WORK REQUIRED: Copy all lines below exactly as written. Leave pictures out.

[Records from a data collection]

# # # # #

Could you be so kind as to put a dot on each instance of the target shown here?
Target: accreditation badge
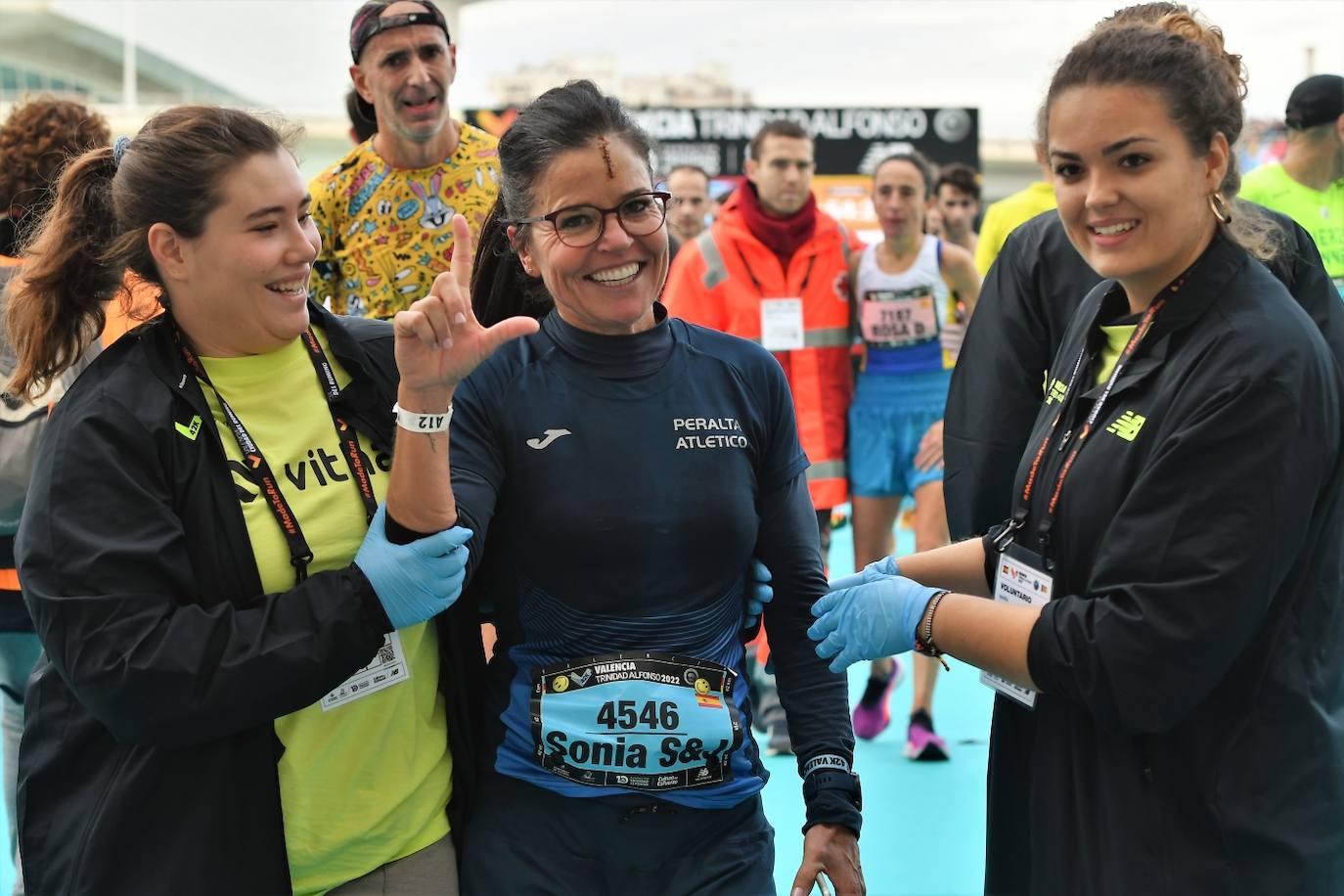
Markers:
(1020, 582)
(642, 720)
(781, 324)
(387, 668)
(898, 319)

# # # # #

YOUR RESPONSE:
Could you be so kind as to put a dot on each instance of the target shown here?
Target: accreditation badge
Markers:
(1020, 582)
(642, 720)
(781, 324)
(387, 668)
(898, 319)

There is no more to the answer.